YOUR TASK
Convert the listing below into a JSON array of strings, with each line as its own string and blank lines omitted.

(Source data)
***

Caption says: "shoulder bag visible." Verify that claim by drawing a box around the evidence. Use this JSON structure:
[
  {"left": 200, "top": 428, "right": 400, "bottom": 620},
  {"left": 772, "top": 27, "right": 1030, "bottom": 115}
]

***

TASK ANSWER
[
  "Caption says: \"shoulder bag visible.\" Verify that claim by drawing a box around the evidence. Use this JSON structure:",
  "[",
  "  {\"left\": 200, \"top\": 428, \"right\": 400, \"bottom\": 620},",
  "  {\"left\": 772, \"top\": 27, \"right\": 1030, \"bottom\": 115}",
  "]"
]